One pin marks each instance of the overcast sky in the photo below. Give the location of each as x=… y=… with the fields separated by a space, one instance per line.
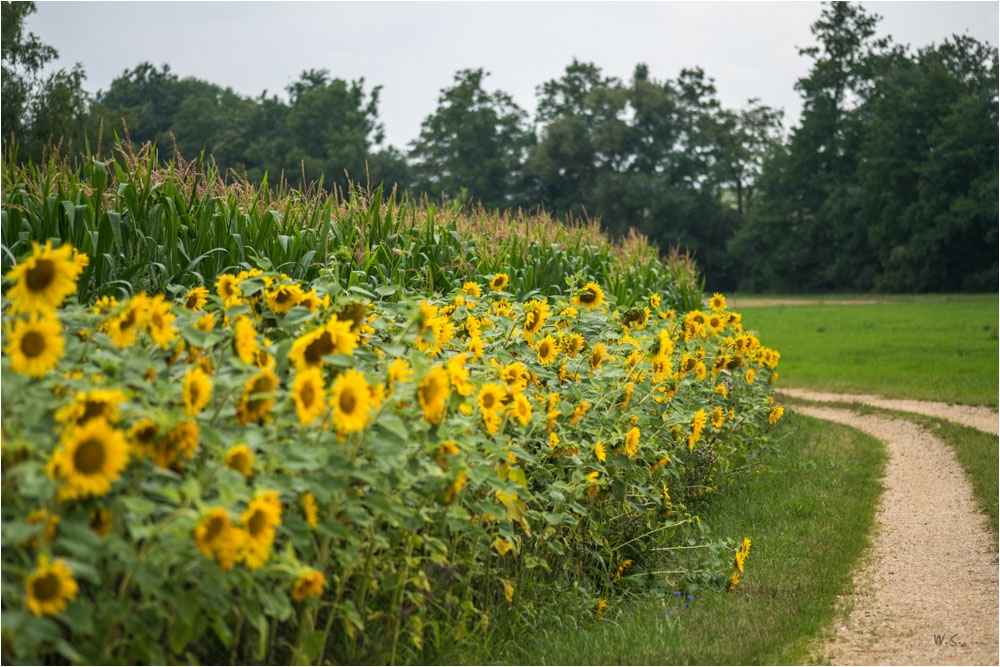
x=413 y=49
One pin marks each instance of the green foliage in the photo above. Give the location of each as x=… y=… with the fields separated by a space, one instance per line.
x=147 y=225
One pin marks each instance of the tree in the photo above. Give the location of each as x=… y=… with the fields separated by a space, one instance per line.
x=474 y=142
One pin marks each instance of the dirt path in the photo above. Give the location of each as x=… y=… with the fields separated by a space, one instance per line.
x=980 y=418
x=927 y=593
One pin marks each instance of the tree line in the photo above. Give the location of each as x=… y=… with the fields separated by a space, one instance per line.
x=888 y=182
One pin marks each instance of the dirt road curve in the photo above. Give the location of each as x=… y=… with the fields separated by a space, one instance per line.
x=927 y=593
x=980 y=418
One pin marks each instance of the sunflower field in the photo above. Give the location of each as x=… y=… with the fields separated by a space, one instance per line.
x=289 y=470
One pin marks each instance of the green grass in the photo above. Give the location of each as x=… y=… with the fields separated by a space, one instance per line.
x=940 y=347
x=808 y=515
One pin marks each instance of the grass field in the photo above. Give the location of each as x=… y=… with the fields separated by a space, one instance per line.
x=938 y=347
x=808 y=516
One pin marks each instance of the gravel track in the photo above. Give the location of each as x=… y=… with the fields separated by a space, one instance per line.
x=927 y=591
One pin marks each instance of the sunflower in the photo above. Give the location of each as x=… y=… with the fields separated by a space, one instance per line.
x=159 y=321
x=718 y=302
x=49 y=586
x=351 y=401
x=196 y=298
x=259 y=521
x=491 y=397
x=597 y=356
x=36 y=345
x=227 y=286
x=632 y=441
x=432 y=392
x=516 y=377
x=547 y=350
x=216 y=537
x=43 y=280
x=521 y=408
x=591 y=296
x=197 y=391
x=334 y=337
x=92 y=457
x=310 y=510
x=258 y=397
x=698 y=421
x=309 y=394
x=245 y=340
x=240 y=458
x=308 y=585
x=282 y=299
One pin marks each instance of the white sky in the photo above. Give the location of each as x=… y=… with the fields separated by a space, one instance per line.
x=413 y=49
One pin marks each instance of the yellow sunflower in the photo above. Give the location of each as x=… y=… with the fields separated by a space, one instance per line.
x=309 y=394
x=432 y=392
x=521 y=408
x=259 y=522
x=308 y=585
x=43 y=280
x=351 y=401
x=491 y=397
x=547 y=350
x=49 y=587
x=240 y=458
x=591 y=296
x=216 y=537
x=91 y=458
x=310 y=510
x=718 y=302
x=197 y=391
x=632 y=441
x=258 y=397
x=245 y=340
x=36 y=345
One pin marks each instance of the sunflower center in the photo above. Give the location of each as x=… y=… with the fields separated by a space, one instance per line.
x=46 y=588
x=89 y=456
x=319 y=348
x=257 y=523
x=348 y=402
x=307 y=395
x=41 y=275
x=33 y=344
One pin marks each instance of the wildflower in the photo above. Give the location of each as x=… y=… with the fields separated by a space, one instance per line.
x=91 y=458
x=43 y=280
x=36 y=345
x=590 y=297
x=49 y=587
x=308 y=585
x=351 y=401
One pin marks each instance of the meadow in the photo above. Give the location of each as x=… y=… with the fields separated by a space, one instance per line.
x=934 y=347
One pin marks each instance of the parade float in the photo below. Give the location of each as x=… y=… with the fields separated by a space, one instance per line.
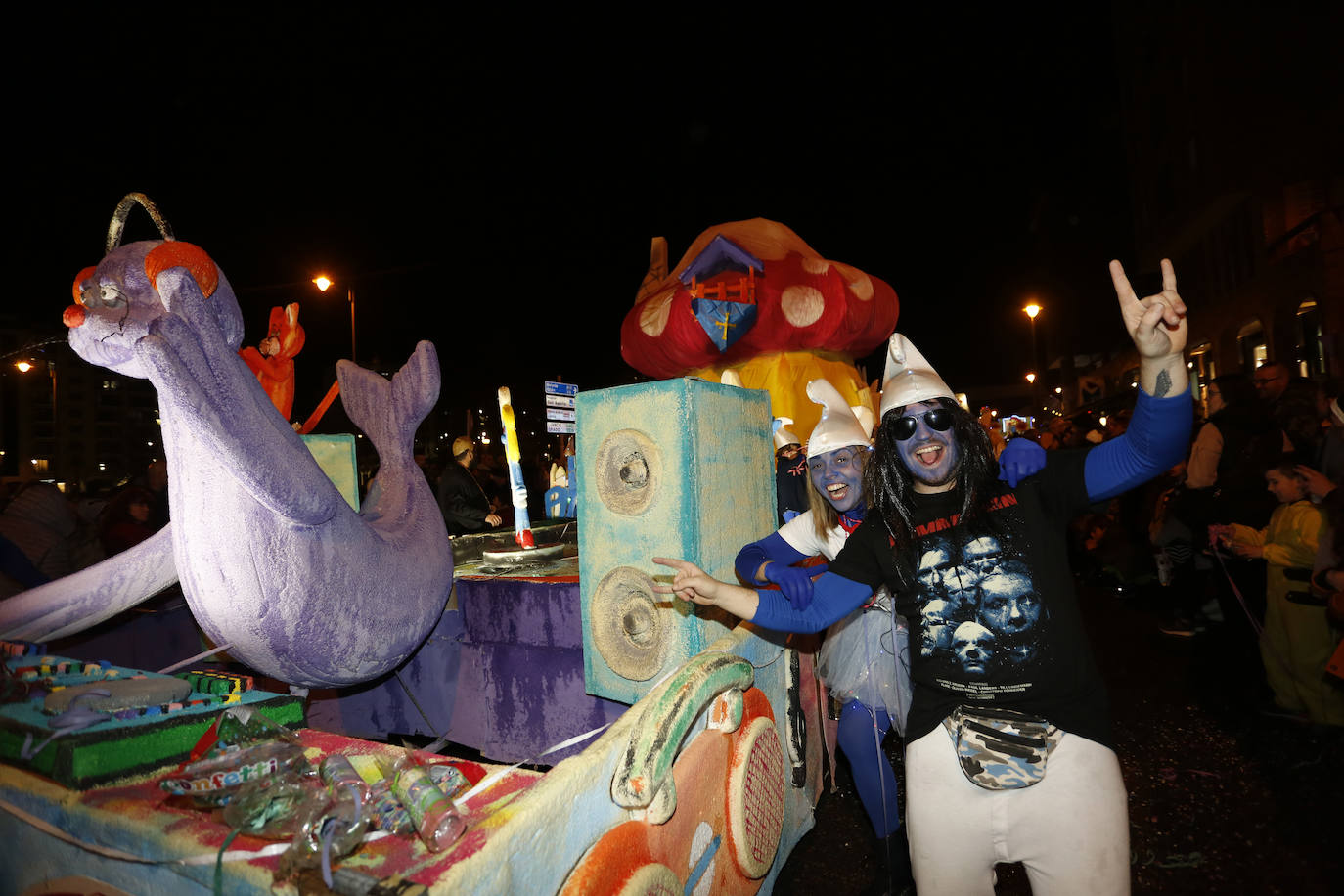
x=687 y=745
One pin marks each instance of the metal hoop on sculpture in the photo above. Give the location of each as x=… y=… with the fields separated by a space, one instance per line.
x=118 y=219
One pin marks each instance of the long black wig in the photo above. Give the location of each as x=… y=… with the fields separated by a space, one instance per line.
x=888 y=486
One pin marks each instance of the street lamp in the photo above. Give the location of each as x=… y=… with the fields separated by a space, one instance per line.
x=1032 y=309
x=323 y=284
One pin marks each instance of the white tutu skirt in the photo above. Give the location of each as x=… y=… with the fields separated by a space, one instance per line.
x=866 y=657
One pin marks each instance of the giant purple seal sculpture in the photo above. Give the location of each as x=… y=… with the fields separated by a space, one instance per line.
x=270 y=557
--------------------
EXERCISE OBJECTIVE: Can you arrange the items as a Markdown table with the columns Row and Line, starting at the line that contains "One pin marks each instance of the giant" and ending at the last line of the items, with each row numbered and any blank lines left out?

RESULT OF THE TASK:
| Row | Line |
|---|---|
| 1 | One pin marks each instance of the giant purple seal sculpture in the photo above. Give the location of each as x=… y=… with the fields separated by a space, one instance per line. |
| 2 | x=270 y=557 |